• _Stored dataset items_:
Content starts
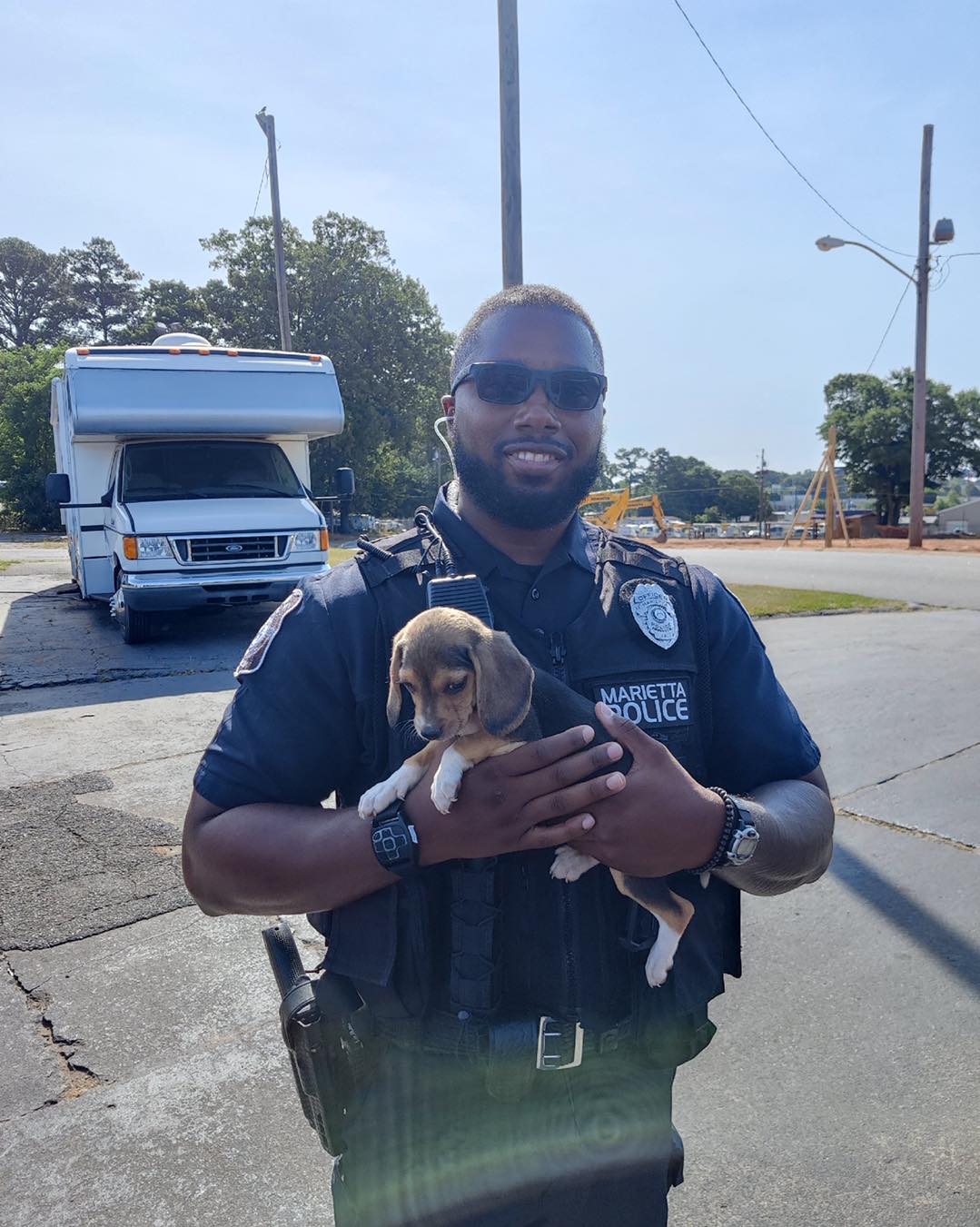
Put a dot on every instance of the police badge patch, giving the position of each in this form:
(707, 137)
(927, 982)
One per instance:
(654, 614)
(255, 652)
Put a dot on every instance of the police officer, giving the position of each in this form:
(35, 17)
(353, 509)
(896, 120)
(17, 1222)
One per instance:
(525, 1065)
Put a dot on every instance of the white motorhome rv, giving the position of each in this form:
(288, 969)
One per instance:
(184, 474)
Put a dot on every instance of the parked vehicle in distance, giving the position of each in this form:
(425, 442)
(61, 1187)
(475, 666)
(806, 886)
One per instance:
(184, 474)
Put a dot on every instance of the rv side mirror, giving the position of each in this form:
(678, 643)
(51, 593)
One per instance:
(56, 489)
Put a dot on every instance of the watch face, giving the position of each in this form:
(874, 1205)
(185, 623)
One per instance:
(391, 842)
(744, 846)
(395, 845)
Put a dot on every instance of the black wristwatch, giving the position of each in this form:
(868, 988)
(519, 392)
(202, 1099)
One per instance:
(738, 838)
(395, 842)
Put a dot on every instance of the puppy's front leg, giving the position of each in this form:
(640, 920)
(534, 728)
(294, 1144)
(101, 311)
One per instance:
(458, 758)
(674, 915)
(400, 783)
Content ends
Content starts
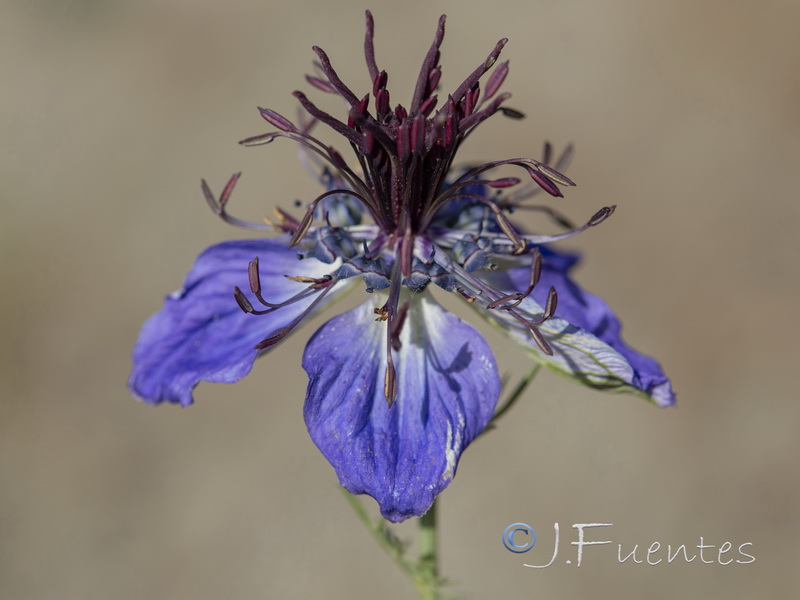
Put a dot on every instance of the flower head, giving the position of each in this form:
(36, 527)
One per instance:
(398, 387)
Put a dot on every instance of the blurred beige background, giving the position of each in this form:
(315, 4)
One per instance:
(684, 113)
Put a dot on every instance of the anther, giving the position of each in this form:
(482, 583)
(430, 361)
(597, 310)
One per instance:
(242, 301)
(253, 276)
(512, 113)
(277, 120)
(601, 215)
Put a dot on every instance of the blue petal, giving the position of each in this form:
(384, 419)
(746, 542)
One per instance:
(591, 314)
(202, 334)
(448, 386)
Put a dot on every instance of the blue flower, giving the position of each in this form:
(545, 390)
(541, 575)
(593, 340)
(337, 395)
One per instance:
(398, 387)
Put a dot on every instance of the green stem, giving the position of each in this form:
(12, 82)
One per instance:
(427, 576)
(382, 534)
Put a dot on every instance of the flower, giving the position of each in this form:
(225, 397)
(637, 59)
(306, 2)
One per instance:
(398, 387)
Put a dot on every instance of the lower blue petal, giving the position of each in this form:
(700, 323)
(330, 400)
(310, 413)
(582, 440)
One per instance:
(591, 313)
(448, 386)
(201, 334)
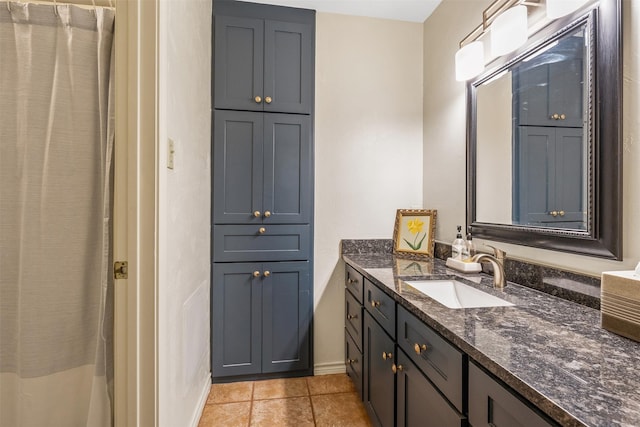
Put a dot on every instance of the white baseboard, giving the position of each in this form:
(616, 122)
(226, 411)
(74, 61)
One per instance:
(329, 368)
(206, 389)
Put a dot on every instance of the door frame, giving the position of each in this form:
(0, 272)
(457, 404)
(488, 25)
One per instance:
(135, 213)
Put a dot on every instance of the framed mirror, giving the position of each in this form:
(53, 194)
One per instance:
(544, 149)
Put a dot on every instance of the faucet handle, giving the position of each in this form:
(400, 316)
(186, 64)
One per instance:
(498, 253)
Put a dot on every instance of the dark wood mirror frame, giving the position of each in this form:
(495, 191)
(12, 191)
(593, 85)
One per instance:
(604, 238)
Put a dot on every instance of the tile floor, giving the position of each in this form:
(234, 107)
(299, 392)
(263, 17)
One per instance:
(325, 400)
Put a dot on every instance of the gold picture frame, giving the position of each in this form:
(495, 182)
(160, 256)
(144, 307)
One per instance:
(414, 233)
Content ends
Content starts
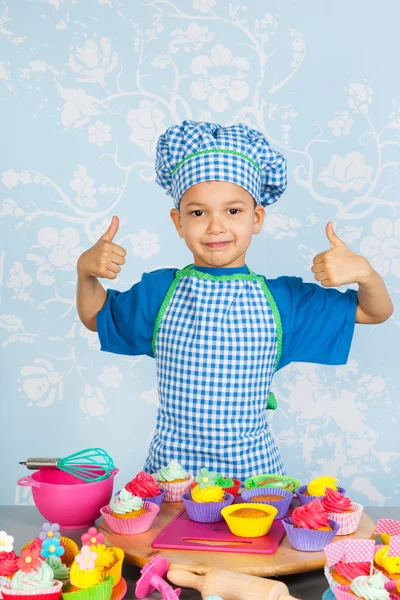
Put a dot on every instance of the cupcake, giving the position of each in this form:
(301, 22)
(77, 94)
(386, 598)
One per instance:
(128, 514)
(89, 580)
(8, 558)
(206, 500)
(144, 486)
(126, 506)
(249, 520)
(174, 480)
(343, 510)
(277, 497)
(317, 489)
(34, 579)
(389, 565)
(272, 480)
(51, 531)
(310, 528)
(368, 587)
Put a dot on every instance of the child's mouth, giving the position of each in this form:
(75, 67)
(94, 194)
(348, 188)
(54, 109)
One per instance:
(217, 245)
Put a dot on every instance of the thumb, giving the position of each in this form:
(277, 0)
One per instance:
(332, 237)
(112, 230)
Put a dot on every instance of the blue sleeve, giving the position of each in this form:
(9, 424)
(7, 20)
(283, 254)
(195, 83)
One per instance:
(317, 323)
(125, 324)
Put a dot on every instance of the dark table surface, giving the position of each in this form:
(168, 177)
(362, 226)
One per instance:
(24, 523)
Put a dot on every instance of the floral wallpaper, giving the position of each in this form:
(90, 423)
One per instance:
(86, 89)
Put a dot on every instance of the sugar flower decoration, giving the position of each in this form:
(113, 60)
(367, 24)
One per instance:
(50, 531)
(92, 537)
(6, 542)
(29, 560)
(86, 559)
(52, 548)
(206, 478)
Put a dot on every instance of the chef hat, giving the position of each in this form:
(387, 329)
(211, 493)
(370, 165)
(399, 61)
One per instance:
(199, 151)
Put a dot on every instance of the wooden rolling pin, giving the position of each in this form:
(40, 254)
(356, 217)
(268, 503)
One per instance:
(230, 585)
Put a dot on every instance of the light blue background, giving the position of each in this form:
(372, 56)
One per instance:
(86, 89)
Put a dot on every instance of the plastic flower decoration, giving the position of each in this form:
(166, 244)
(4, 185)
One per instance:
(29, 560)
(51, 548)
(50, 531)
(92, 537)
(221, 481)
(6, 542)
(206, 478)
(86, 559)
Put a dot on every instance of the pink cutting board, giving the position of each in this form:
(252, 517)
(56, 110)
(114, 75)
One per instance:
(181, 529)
Content ends
• _Aim of the task_:
Search each line of the data above for "petal", and copy the lines where it occurs.

• _Solution for this task_:
Put a dot on every instance of the blue petal, giving the position of each in this form:
Put a dot on every instance of the lower blue petal, giving the position of each in this form:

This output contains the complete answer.